WHAT THE TASK ASKS » Transcribe the records below exactly as they appear, omitting any pictures.

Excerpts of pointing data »
★ ★ ★ ★ ★
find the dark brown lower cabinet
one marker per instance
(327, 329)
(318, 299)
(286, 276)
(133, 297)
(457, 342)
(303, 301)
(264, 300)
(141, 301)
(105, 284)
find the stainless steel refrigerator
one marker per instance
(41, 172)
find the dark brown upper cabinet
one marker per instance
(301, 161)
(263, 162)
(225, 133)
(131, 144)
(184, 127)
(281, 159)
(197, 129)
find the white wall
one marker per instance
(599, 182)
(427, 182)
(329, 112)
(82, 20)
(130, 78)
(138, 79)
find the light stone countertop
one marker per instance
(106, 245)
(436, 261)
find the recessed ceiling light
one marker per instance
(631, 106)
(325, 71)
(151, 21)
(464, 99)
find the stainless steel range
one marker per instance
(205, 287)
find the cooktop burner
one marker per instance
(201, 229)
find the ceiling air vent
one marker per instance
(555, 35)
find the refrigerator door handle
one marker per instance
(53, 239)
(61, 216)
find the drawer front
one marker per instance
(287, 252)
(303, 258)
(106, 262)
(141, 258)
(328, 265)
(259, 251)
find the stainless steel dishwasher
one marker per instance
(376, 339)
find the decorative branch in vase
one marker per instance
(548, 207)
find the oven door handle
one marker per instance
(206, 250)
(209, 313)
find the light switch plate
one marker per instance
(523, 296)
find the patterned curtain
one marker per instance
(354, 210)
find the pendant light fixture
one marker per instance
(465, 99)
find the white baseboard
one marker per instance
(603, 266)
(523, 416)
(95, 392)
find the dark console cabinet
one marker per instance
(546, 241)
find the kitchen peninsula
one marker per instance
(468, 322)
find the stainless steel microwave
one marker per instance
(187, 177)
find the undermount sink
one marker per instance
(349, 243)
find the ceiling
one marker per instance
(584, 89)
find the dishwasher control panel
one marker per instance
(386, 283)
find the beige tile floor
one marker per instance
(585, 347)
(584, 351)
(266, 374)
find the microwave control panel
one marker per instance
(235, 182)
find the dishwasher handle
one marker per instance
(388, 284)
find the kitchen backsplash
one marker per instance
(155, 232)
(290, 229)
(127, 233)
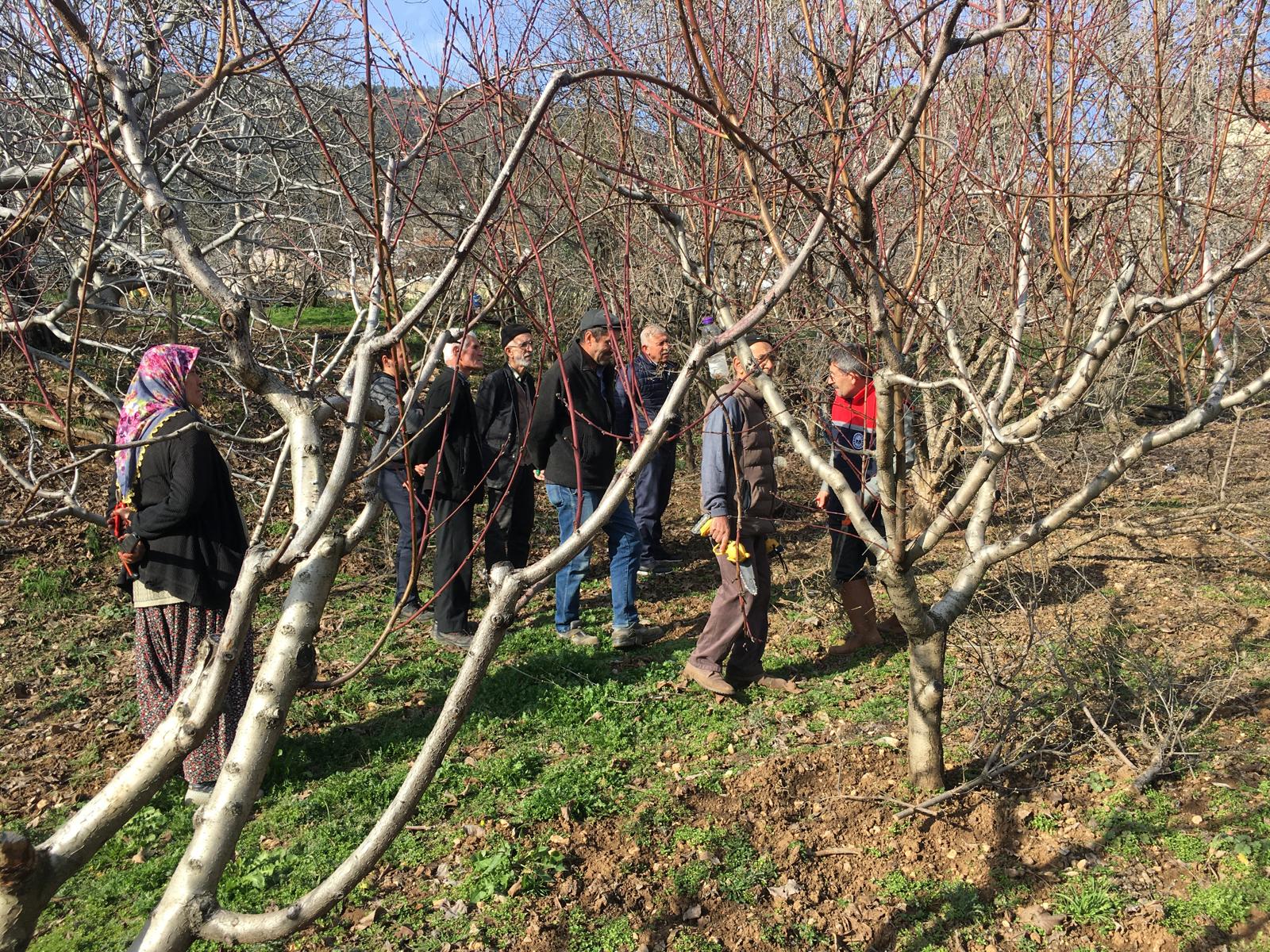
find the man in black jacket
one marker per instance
(505, 405)
(572, 438)
(645, 387)
(454, 474)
★ ★ ★ ★ ★
FINAL RESULT »
find the dark brown lower cabinet
one marker per instance
(327, 329)
(318, 299)
(286, 276)
(133, 297)
(457, 342)
(303, 301)
(264, 300)
(141, 301)
(105, 284)
find the stainless steel refrigerator
one marker per instance
(41, 172)
find the dark brown upper cabinet
one marker per instance
(301, 161)
(263, 162)
(225, 133)
(131, 144)
(184, 127)
(281, 159)
(197, 129)
find the white wall
one marker per instance
(599, 182)
(427, 182)
(329, 112)
(82, 20)
(130, 78)
(138, 79)
find the light stone countertop
one marker per instance
(106, 245)
(436, 261)
find the recessed ceiling light
one marker per instance
(631, 106)
(325, 71)
(151, 21)
(464, 99)
find the stainless steel range
one marker per instance
(205, 287)
find the cooktop burner
one marker per instance
(201, 229)
find the ceiling air vent
one marker per instance
(555, 35)
find the refrigerator door handle
one marker per instance
(53, 239)
(61, 216)
find the drawer front
one marker per instance
(287, 252)
(303, 258)
(106, 262)
(141, 258)
(328, 265)
(259, 251)
find the stainless steel dishwasher
one marker per instance
(376, 339)
find the decorative branch in vase
one marker per instance
(548, 207)
find the oven door handle
one marker per instance
(206, 250)
(209, 313)
find the light switch plate
one marker per instance
(523, 296)
find the patterned curtain
one marker per instance
(354, 210)
find the pendant light fixture
one marker per instance
(465, 99)
find the white baseboard
one marker per instance
(603, 266)
(523, 416)
(95, 392)
find the dark console cabinet
one marker per instance
(546, 241)
find the kitchen peninsula
one marker per instance
(468, 322)
find the stainless steel microwave
one marker per instance
(187, 177)
find the undermount sink
one marker per instance
(349, 243)
find the ceiling
one marker per instance
(584, 89)
find the dishwasher control panel
one marker per instance
(386, 283)
find the beige tile floor
one marker per instance
(585, 347)
(584, 351)
(266, 374)
find the microwave control panel
one marker per instance
(235, 182)
find the dishwasher handle
one marker per instance
(388, 284)
find the kitchen backsplash
one marker per instance
(155, 232)
(290, 229)
(127, 233)
find the man in black jacket
one marker per instance
(505, 405)
(572, 438)
(645, 387)
(454, 474)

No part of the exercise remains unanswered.